Records for location labeling

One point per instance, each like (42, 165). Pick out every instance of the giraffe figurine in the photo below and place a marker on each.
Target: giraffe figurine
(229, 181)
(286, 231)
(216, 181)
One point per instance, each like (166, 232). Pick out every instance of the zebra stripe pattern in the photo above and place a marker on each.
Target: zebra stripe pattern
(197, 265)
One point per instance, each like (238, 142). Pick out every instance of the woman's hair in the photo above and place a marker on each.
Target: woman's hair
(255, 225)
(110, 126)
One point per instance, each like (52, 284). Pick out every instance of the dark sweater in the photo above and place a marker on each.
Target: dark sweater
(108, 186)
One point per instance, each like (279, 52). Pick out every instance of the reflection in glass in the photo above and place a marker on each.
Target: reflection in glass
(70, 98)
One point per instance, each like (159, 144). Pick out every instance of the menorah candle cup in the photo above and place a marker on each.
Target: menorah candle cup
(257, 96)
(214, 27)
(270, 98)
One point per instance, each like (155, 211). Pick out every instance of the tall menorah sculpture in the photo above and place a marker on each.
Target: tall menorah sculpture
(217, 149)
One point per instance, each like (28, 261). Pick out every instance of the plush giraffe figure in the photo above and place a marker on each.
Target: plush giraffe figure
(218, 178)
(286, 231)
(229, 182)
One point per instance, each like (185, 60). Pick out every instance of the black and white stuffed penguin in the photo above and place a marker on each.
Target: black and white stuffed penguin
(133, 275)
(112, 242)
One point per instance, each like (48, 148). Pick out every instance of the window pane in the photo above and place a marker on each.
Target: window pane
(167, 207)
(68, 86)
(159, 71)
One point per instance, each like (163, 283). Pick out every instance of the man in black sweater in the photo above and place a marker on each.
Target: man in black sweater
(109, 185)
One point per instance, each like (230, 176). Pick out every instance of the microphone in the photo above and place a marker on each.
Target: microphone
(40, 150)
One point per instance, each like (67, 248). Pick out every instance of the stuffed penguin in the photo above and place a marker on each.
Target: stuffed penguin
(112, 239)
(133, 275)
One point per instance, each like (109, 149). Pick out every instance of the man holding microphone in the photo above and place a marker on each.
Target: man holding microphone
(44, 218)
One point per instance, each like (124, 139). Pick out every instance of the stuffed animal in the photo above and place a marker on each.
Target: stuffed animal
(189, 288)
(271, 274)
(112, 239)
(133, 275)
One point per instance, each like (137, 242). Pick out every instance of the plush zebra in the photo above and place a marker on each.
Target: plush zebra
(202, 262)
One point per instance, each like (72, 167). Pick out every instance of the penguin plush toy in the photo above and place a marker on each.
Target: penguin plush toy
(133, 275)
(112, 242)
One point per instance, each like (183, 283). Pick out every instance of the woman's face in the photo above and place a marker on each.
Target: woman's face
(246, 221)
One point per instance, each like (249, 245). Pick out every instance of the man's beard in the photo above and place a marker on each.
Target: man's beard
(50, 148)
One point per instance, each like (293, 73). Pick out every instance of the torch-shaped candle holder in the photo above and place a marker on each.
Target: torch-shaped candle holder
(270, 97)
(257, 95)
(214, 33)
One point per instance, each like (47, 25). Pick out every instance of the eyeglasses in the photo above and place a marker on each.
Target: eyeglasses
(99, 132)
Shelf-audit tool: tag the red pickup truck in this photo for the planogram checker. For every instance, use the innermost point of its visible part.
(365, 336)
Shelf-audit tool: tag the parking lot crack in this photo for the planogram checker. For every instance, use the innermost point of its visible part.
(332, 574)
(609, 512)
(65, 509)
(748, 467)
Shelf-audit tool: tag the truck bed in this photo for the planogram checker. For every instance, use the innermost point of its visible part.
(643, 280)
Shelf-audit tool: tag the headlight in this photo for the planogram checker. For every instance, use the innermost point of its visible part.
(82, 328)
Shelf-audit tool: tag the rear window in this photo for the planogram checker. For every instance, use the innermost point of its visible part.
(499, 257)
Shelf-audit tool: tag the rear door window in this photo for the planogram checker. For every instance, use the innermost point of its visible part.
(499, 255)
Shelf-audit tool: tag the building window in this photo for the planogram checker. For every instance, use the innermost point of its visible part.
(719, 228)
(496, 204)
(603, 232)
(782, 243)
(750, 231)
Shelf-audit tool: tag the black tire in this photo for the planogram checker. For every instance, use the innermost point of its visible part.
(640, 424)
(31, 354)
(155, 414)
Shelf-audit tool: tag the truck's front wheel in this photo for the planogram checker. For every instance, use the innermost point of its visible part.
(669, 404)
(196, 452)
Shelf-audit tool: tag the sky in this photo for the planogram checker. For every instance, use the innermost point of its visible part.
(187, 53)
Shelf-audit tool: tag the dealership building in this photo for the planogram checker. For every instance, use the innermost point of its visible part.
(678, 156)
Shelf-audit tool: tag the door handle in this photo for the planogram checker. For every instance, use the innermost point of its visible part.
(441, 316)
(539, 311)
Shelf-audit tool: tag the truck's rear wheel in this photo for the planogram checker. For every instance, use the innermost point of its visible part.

...

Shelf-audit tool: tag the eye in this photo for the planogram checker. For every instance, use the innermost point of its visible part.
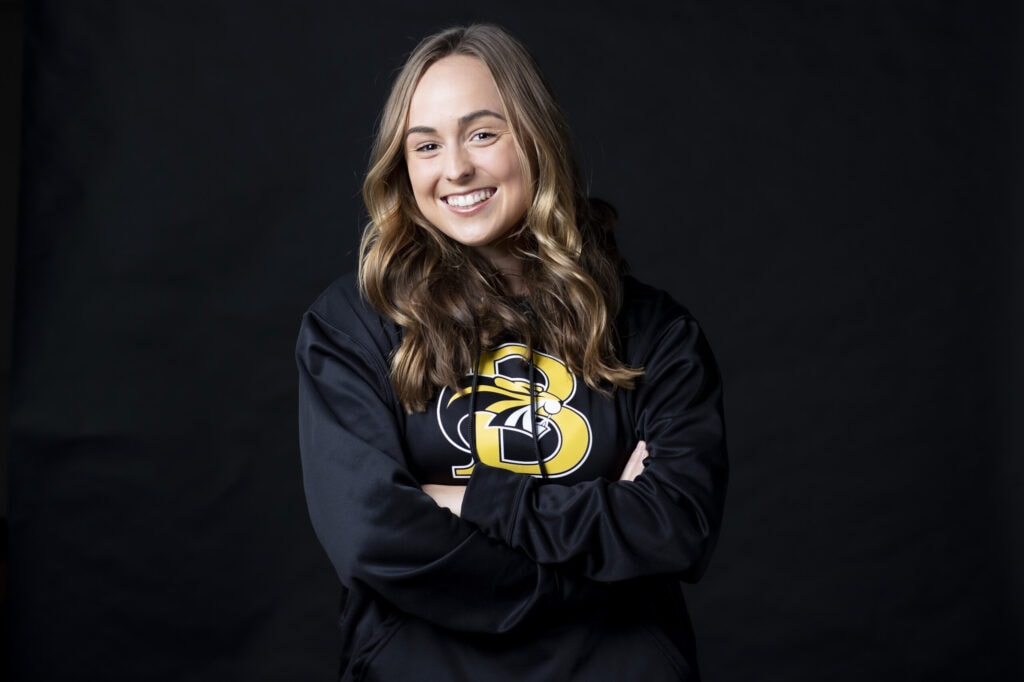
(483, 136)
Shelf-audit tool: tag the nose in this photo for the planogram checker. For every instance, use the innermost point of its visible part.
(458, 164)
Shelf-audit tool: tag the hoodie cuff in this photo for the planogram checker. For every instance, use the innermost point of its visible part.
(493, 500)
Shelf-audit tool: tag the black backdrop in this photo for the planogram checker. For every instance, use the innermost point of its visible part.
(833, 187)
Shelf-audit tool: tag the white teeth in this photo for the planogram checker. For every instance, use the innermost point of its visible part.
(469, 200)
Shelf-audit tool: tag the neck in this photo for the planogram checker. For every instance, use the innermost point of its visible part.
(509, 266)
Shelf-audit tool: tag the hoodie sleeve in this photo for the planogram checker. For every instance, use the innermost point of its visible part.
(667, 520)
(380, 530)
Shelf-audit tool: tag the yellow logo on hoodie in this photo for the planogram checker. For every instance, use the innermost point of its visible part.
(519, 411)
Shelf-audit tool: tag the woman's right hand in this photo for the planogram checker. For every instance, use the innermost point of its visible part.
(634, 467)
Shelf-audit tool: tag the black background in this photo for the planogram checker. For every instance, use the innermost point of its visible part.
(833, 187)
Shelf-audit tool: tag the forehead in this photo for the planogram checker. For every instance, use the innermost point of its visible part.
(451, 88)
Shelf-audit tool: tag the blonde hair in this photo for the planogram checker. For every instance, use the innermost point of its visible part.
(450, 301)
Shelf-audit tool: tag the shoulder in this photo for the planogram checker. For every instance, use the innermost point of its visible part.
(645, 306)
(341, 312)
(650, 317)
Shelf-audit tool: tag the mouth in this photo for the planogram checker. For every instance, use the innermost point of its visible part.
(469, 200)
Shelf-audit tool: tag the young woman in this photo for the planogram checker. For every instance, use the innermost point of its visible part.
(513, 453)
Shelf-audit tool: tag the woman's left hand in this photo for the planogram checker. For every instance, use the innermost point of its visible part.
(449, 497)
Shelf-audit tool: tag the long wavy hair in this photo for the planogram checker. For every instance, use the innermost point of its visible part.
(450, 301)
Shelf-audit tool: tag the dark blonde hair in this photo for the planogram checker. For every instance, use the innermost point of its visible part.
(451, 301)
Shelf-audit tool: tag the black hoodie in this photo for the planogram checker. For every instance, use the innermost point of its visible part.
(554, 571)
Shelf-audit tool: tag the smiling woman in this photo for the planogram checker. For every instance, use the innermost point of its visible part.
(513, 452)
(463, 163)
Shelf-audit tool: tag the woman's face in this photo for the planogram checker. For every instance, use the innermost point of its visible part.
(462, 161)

==

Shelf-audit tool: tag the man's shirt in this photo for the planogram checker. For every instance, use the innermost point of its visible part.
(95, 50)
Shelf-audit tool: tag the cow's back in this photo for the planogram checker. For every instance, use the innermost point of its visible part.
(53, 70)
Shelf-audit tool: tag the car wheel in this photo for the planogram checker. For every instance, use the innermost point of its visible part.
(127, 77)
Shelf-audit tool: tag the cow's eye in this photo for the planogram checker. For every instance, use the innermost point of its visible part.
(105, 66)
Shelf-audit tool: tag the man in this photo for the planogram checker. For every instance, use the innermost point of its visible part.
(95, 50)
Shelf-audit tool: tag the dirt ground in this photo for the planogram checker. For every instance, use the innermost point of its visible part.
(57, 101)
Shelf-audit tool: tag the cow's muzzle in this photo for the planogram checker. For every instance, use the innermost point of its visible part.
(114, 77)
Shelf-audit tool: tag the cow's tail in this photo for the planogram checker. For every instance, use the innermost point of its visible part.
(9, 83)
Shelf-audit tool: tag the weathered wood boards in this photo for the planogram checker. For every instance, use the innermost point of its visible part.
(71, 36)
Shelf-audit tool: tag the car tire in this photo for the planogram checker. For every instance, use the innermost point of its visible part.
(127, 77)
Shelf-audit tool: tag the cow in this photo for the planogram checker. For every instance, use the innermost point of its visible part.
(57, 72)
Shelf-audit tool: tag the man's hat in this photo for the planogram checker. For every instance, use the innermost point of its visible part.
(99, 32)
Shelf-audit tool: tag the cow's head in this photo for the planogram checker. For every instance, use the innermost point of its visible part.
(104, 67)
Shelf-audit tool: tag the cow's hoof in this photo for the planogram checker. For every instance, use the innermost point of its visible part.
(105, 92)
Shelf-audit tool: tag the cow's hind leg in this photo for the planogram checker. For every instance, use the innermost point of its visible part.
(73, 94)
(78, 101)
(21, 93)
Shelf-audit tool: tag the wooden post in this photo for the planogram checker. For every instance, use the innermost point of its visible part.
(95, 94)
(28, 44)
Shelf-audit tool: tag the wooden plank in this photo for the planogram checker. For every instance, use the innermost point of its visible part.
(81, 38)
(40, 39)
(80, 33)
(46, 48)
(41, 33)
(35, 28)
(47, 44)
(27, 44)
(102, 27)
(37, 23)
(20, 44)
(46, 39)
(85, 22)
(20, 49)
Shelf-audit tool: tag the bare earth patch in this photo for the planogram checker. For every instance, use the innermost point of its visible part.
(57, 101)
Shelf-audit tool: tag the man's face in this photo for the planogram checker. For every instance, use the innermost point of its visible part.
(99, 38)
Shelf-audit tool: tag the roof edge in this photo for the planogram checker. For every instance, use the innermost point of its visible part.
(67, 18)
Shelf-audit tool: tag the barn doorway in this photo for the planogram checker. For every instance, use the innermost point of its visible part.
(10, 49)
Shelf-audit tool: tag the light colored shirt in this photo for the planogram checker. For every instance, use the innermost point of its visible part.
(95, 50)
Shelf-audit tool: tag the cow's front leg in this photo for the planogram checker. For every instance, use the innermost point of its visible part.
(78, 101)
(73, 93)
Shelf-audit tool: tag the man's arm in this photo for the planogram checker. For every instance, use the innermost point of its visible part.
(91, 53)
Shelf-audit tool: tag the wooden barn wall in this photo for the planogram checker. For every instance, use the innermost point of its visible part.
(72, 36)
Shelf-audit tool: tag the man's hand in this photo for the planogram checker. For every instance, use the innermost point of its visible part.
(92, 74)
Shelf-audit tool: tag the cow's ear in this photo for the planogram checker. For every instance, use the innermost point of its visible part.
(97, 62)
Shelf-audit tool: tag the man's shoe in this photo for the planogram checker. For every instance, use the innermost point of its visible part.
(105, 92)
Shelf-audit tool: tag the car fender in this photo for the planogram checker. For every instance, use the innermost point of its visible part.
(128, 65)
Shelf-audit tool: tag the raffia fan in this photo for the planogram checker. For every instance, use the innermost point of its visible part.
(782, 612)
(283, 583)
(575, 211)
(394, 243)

Your task >> Locate every line in the items above that contains the string "blonde", and copy each of those lines. Case matters.

Solution for this exercise >>
Shelf-audit tool: tag the blonde hair in this photo for the planogram checker. For every instance, use the innermost point of its visible part.
Shelf-audit tool: tag the dark blonde hair in this photo for the planogram checker. For every instance, use the innermost point of its visible part.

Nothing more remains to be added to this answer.